(Passage shown Opens)
AMES, Iowa — Public health officials have sophisticated techniques to detect harmful organisms but it does not mean people will be healthier.

“We are changing our level of detection and we are changing what we are going to detect,” said Christine Petersen, director of the Centre of Emerging Infectious Diseases at Iowa State University.

“It means that we are going to find things connected that we have never seen before, which is wonderful, but perhaps terrifying at the same time,” she said at the recent National Institute of Animal Agriculture symposium on antibiotics held in Ames, Iowa.

Surveillance and detection of food-borne pathogens are improving so reported cases related to campylobacter and salmonella may be going down, but data is also examined differently so new things may show up, she said.

“If you start looking at it in other ways you are going to start finding more,” she said.

The concept in which the health of people, animals and the environment are connected is also aligned with disease detection.

She described cases where animals may have been connected to a serious case of salmonella poisoning and another where human error sickened people.

The first case was linked to Salmonella newport, a relatively new form of the bacteria that proved to be resistant to two different antibiotics: ciprofloxacin and azithromycin.

“They were trying to treat with the stuff that should work, but it didn’t,” she said.

Between June 2018 and March 2019 there were about 225 cases of this form of salmonella. More than 30 people were hospitalized and two died.

The source was traced to unpasteurized soft cheese from Mexico and a beef plant from Texas. The positive samples were closely related genetically. It was believed the strain was present in cattle from both countries.

“They think the strain both in Mexico and the United States is tied to macrolide use. This is a major antibiotic used in food animals,” she said.

There was no firm data to back up the assumption but if people had taken more care, they may have escaped serious illness.

“Because of human behaviour, we eat what we like and we don’t always follow the rules they taught us in eighth grade about how we should cook things. We as humans don’t always do a good job protecting ourselves from organisms that might be antibiotic resistant,” she said.
(Passage shown Closes)
(Source data Opens)
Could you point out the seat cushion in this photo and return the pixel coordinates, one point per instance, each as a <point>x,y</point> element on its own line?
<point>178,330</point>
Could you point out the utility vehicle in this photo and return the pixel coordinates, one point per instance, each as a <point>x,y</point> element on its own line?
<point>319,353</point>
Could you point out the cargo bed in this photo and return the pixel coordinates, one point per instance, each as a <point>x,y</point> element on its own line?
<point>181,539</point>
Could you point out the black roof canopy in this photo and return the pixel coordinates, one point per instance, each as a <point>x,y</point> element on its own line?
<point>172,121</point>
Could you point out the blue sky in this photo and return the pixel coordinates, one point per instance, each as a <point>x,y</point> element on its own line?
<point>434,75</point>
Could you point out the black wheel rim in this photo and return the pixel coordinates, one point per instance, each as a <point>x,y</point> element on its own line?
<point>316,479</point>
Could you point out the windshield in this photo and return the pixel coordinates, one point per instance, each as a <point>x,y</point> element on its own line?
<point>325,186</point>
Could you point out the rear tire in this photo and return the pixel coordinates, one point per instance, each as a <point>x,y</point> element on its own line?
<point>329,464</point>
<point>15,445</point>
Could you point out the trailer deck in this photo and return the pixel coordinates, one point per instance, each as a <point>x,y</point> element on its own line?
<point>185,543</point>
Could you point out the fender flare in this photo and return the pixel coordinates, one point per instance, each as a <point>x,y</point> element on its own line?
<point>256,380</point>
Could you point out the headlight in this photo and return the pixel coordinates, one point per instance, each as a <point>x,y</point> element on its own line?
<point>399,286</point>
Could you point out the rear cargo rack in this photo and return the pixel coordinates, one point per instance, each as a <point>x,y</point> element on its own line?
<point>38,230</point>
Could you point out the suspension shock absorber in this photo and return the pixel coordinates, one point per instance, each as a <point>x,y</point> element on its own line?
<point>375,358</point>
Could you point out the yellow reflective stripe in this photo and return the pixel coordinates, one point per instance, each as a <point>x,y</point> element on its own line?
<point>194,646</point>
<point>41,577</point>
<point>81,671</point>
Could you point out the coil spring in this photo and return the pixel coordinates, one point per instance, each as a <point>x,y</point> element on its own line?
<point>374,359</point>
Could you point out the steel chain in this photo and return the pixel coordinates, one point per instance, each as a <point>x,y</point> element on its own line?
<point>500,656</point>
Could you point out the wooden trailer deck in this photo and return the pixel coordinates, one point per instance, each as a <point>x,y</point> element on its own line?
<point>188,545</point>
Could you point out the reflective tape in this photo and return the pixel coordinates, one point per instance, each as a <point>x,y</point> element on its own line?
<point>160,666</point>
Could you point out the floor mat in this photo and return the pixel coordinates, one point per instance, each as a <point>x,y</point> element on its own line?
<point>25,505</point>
(Source data Closes)
**Actions to take**
- A) Answer these questions from the article on detecting food-borne pathogens.
(i) To which two antibiotics was the Salmonella newport strain resistant?
(ii) How many people were hospitalized with this form of salmonella between June 2018 and March 2019, and how many died?
(iii) To what sources was the outbreak traced?
- B) Continue the article on detecting food-borne pathogens, picking up after its final quotation.

**Solved tasks**
- A)
(i) Ciprofloxacin and azithromycin.
(ii) More than 30 people were hospitalized, and two died.
(iii) Unpasteurized soft cheese from Mexico and a beef plant from Texas.

- B)
Another salmonella outbreak was linked to chicken salad sold in grocery stores throughout the Midwestern United States. The company pulled the product that was linked to preparation rather than the ingredients.

A recent unpublished study examined the environment of hospitals where privacy curtains were checked for disease-causing organisms.

These curtains are changed quarterly unless visibly soiled.

“That curtain is touched by everybody who has to touch the patient,” she said.

Doctors and nurses may wash their hands frequently to avoid spreading germs and areas may be scrubbed, but the bacteria are stubborn and persistent.

The study involved hanging fresh curtains with an antimicrobial product in them to reduce bacteria that might colonize on the curtains.

A graduate student collected samples every three or four days to see what was present. Even when extra sanitary measures were taken, the bacteria came back.

“It was terrifying how much grew on these curtains and how quickly,” she said.

“Places where sick people live are not sterile environments. It is very hard keep that environment clean,” she said.

“The pathogens adapt and they are smart and we have to keep fighting the battle….

“We are making strides but it is something we are not ever going to win. I think it is the same on the animal side.”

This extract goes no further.